Selection:
• • •
I don't know how really flat my bench-top is. I just used winding sticks and an inexpensive (cheap?) 1 m long aluminium rule to feel if it it was dragging equally everywhere without "helicoptering".

To answer Karda's question.
Skid wood would be perfectly OK; I made my workbench with recycled wood. 
You will have to eliminate the high spots and to smooth the faces which will receive the glue before gluing.
(see "The bench-top making" link here-above). Skid wood being thin than 2X4, it means a little more work to achieve the same bench-top depth. (but you can use shorter screws as clamp).

Note that a one foot depth workbench-top is enough for most of the work and your existing table will provide additional support if needed. Having a wider bench-top is of course a matter of personal preference.


----------



## Karda (Nov 19, 2016)

what I am looking for is about 16" x 36" with a vice on one end. i have found some utubes that make a similar bench, however they are bench top benches. How would i put legs under a bench like this, I could bolt 2 legs to my iron bench frame for stability. here are 2 link to videos making what i think I want. This is a Lumberjocks project and about the size I need but how to attach it to the metal legs, I am a crapy designer

https://www.lumberjocks.com/projects/106379


----------



## Sylvain (Jul 23, 2011)

for the laminated legs in a laminated top, see the links here-above

under "To avoid chopping mortises for the legs, ..."

design (great word) :


----------



## Karda (Nov 19, 2016)

thanks for the diagram that helps, I was thinking legs bolted to iron I like your idea better. I dug out a table i made that would make a good base. should I bolt this to iron. Top is 18"x34" what do you think thanks


----------



## Sylvain (Jul 23, 2011)

I am not sure this would work better than your actual set-up…

Until you need something better, countersink the bolts which maintain the beam to the table (place the nuts underside) and plane the top of the beam to have a more or less smooth surface.

You might think this is a joke but then look at what this guy is able to make on board of a ship with just a piece of 4X4 in a machinist vice as a workbench.

You, at least, have a woodworking vise.
• • •
Entries supplied:

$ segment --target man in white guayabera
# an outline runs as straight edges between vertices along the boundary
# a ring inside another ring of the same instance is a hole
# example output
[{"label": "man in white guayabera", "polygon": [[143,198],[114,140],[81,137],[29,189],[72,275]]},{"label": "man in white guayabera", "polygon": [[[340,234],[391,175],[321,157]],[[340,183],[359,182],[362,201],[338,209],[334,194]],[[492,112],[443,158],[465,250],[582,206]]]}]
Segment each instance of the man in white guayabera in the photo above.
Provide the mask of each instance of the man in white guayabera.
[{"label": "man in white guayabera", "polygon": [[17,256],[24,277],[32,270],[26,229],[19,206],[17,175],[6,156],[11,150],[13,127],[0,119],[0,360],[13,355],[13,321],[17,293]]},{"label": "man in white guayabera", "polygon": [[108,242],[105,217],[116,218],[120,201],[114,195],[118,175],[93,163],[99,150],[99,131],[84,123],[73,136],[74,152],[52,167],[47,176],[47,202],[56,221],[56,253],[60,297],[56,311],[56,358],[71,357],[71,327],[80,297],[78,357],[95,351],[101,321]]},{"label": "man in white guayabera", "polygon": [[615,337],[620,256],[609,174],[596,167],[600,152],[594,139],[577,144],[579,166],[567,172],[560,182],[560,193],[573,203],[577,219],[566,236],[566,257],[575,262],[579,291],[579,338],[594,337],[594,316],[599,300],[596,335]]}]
• • •
What to do:
[A] Retype the workbench discussion above word for word, starting at "thanks for the" and ending at "as a workbench.".
[B] Continue the forum thread about building a workbench, picking up after its last line.

Expected responses:
[A]
thanks for the diagram that helps, I was thinking legs bolted to iron I like your idea better. I dug out a table i made that would make a good base. should I bolt this to iron. Top is 18"x34" what do you think thanks


----------



## Sylvain (Jul 23, 2011)

I am not sure this would work better than your actual set-up…

Until you need something better, countersink the bolts which maintain the beam to the table (place the nuts underside) and plane the top of the beam to have a more or less smooth surface.

You might think this is a joke but then look at what this guy is able to make on board of a ship with just a piece of 4X4 in a machinist vice as a workbench.

[B]
If necessary add packing to get the top of the woodworking-vise's wooden-jaw flush with the top of the planed beam.


----------



## Karda (Nov 19, 2016)

Hi, i oopsed, when I measured the distance from the front of the table and found it to short for the vice screw I was wrong. I do have room to mount the vice to my table. But how, the table is 2 pieces of .75 plywood. I can shim down the vice flush with the top, but the top of the vice has a curved edge not flat. i don't want to build out the front to much because it is a tight passage as it is


----------



## Sylvain (Jul 23, 2011)

Smooth your beam, glue it under the plywood-top and reinforce it with countersunk screws.










for more instructions, look here:
https://paulsellers.com/2016/06/bench-vise-part-ii/ (skip the apron cutting part)
https://paulsellers.com/2016/06/vises-part-iii/

Make sure all the screws don't interfere one with the other.
Vise metal jaw 4mm below the top is a minimum which, on a wooden top, allow subsequent flattening, it is not a maximum. (mine is about 8 mm below).
Flattening is not applicable to your plywood top but the metal jaw must be below to ensure you will not hit it with your plane. (idem for the countersunk screws).


----------



## Karda (Nov 19, 2016)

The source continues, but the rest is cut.